# [THE DATA]
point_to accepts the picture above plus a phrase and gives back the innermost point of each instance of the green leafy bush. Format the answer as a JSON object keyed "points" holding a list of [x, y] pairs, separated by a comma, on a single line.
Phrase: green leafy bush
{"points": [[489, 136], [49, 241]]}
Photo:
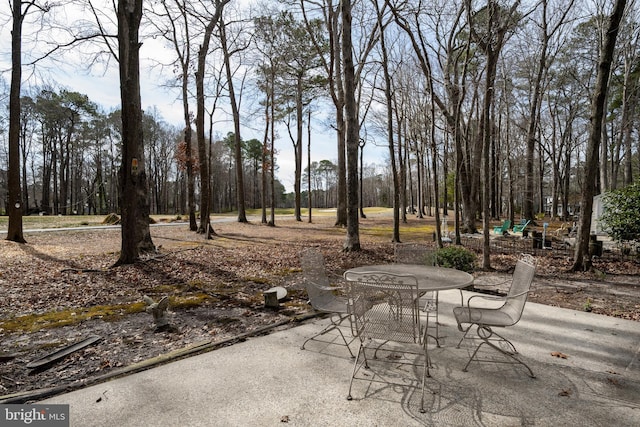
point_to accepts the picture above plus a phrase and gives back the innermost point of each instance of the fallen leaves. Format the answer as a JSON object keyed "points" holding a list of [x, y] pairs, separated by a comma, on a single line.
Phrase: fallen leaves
{"points": [[565, 393]]}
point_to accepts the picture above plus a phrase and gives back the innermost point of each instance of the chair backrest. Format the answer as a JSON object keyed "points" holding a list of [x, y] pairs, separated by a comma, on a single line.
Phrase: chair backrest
{"points": [[519, 290], [315, 277], [413, 253], [384, 306]]}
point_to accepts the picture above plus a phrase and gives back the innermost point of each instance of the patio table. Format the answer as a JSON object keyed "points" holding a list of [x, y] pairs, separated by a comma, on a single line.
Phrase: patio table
{"points": [[429, 278]]}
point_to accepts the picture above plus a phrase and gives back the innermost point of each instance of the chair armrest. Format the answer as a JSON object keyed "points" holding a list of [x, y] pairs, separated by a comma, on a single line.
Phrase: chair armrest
{"points": [[326, 288], [486, 297]]}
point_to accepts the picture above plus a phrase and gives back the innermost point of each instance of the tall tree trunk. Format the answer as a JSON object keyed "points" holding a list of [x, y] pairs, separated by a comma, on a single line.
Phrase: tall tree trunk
{"points": [[398, 184], [136, 238], [582, 258], [205, 201], [352, 241], [14, 230], [242, 215]]}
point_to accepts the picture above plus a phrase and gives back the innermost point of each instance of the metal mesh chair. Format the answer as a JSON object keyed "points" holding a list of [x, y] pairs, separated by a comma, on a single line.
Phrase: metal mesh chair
{"points": [[413, 253], [508, 314], [323, 296], [384, 307]]}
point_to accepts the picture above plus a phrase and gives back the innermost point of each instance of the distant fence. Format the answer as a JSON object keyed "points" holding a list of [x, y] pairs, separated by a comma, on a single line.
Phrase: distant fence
{"points": [[552, 248]]}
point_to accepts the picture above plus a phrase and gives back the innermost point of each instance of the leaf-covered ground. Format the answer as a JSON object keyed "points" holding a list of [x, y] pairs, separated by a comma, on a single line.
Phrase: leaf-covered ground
{"points": [[60, 288]]}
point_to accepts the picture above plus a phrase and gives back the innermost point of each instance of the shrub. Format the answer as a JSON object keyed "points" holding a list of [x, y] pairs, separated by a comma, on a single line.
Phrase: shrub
{"points": [[456, 257], [620, 215]]}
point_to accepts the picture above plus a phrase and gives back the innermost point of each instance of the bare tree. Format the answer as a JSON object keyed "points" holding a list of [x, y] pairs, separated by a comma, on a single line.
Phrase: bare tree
{"points": [[136, 238], [19, 10], [352, 240], [547, 32], [582, 258], [235, 109]]}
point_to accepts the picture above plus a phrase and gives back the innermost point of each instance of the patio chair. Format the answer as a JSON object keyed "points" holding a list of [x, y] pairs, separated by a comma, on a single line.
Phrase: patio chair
{"points": [[502, 229], [508, 314], [412, 253], [323, 296], [384, 307]]}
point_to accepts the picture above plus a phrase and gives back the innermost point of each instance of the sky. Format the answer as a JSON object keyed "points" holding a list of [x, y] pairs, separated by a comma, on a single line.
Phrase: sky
{"points": [[102, 87]]}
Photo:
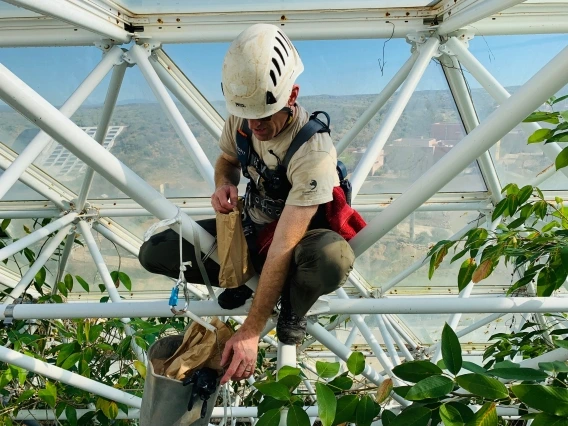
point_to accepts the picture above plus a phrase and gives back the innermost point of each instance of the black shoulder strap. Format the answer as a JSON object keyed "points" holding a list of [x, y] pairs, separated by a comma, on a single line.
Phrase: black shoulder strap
{"points": [[243, 147], [313, 126]]}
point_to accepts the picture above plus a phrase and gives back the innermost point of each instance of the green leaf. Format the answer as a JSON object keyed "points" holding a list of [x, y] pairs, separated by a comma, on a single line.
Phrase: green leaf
{"points": [[466, 273], [555, 366], [546, 282], [562, 159], [5, 224], [560, 99], [71, 414], [468, 365], [274, 389], [543, 419], [49, 394], [68, 280], [270, 418], [286, 370], [414, 371], [268, 403], [524, 374], [356, 363], [483, 271], [71, 361], [384, 390], [455, 414], [297, 417], [366, 411], [327, 370], [125, 279], [346, 406], [484, 386], [327, 404], [24, 396], [413, 416], [486, 416], [341, 383], [291, 382], [82, 283], [141, 368], [387, 417], [549, 399], [430, 387], [451, 350], [540, 135], [549, 117]]}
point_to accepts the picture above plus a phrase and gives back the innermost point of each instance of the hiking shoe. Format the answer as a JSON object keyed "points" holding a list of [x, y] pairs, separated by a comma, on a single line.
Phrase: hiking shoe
{"points": [[290, 328], [232, 298]]}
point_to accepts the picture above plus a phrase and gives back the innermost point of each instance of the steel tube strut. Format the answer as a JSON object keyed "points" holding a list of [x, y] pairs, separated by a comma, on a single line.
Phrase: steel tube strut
{"points": [[39, 143], [391, 118], [497, 92], [383, 97], [102, 128], [35, 236], [475, 13], [28, 363], [392, 305], [75, 15], [200, 160], [20, 96], [43, 257], [534, 93], [186, 98]]}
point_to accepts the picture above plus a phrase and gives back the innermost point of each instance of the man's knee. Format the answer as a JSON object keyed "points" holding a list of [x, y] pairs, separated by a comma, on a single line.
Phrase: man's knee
{"points": [[324, 255]]}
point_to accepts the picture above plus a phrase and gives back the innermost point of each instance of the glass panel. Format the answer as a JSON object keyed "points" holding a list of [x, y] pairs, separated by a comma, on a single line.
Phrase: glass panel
{"points": [[409, 242], [428, 129], [506, 59], [201, 6]]}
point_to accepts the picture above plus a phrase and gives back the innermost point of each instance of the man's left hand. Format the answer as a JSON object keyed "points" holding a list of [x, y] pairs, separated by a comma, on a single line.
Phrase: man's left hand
{"points": [[241, 350]]}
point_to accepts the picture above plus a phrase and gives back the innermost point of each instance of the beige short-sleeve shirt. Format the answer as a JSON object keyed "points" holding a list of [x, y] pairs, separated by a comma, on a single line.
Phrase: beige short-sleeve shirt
{"points": [[311, 170]]}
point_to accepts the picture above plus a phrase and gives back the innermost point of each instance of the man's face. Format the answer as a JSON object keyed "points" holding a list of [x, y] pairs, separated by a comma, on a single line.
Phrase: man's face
{"points": [[267, 128]]}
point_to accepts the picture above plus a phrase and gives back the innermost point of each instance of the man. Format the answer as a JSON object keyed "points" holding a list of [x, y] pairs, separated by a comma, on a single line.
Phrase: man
{"points": [[305, 258]]}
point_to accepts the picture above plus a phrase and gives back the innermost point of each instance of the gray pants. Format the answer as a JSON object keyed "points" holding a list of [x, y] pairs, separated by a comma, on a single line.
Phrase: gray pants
{"points": [[321, 263]]}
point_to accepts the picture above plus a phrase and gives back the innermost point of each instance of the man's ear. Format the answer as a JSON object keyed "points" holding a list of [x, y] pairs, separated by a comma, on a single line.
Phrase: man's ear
{"points": [[294, 95]]}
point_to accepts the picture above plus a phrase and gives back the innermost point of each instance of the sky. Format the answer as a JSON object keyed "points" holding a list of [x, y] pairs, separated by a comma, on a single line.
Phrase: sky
{"points": [[332, 67]]}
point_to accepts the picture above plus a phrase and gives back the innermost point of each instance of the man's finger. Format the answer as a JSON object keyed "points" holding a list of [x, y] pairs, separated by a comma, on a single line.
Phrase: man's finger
{"points": [[233, 195], [231, 370], [226, 353]]}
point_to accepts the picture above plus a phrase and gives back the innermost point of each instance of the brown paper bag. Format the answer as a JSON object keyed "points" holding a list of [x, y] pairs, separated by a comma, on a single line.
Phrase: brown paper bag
{"points": [[200, 348], [234, 257]]}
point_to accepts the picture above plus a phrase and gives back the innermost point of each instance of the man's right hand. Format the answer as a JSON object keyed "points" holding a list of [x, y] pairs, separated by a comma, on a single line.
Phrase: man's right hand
{"points": [[224, 199]]}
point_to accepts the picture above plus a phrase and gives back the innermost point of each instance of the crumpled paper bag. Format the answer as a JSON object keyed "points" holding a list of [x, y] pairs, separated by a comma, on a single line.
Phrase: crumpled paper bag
{"points": [[200, 348], [234, 257]]}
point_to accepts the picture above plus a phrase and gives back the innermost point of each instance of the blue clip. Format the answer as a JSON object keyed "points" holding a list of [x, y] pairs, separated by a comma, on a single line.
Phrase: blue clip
{"points": [[174, 296]]}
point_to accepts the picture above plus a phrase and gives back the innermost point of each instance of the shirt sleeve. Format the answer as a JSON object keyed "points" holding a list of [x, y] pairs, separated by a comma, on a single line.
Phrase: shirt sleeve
{"points": [[228, 142], [313, 175]]}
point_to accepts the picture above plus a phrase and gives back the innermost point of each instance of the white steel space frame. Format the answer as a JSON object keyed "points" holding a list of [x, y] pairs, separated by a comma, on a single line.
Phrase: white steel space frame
{"points": [[440, 31]]}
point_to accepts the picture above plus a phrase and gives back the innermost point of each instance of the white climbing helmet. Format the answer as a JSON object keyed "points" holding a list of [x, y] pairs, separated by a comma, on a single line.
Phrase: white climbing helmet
{"points": [[259, 71]]}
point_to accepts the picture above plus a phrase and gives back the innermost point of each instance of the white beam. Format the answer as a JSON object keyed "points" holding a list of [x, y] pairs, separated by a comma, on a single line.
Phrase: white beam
{"points": [[391, 305], [531, 96], [74, 14], [474, 13]]}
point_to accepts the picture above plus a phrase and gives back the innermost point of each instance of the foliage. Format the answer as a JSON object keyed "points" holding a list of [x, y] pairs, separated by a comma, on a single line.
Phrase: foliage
{"points": [[337, 402], [558, 133], [442, 394], [532, 236]]}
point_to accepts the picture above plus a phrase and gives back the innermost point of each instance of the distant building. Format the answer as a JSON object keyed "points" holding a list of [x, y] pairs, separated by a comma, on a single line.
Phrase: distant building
{"points": [[59, 162]]}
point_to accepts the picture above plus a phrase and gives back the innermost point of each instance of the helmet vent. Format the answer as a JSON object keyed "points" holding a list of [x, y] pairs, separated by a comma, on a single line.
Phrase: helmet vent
{"points": [[285, 39], [275, 62], [279, 54], [283, 47]]}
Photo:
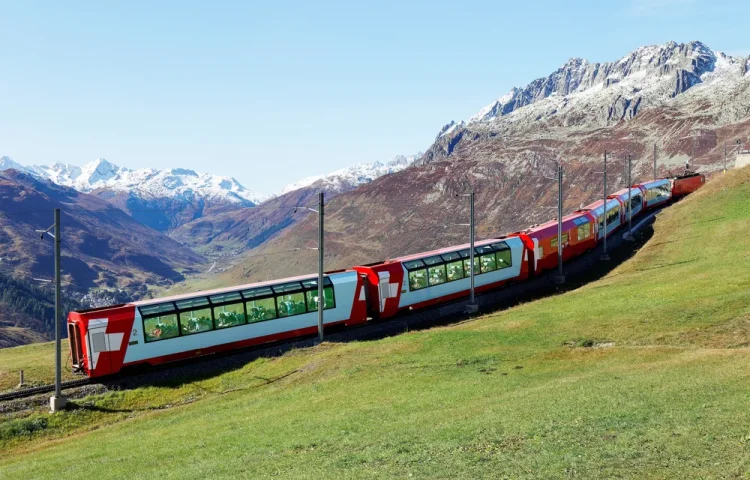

# [INSTRUCTIONS TO FOLLOW]
From the records above, print only the lines between the one holding "of the man." and the one holding "the man's right", inclusive, exactly as they stand.

# [ANSWER TO THE EXERCISE]
point_to accepts the picture above plus a phrase and gives back the innermost point of each instance of the man. Format the answer as a JSON object keyed "points" holding a list of [x, y] pairs, separated by a comma, on a single line.
Phrase: man
{"points": [[305, 258]]}
point_to accepts the picture above plus a phrase and gives back the innermost point of each instance of the gray pants. Format the answer as a JSON object keyed "points" holding a list of [x, y] pairs, separated by a comma, on a single line.
Phrase: gray pants
{"points": [[321, 263]]}
point_to accepts the picture above plus a phrase and gives back the innermost point of each instance of the man's ear. Format the answer as a JSON object keyed "points" holding a list of [x, y] pairs, separated by a comma, on a single line.
Phrase: man's ear
{"points": [[294, 95]]}
point_to accepts the picture above plus a phrase and gives back the innermost point of each instance of the sky. Format the answer as a JSON object keyed "points" holding a list of [x, y] pairs, separated by a comma, on a single line.
Phrase: sky
{"points": [[332, 67]]}
point_to accepts the picture above plus a phrase and gives back the innermost point of each instance of the man's finger. Format the answer as a JSON object keyed "points" holding a list of [x, y] pairs, separated by a comma, on a single line.
Phrase: man's finger
{"points": [[233, 195], [231, 370], [226, 353]]}
point_to accepts the picture above plus a phrase and gives back the innermost point of each instance of the brown paper bag. Format the answer as a JSON object keyed "points" holding a list of [x, y] pairs, separated by a comma, on a single line.
Phrase: brown paper bag
{"points": [[200, 348], [234, 257]]}
point_to accepts the picture above plus a phrase and gives back the innermost point of each instance of the man's right hand. Format the answer as a JSON object keyed "points" holding a list of [x, y] pairs, separated by a comma, on a single line.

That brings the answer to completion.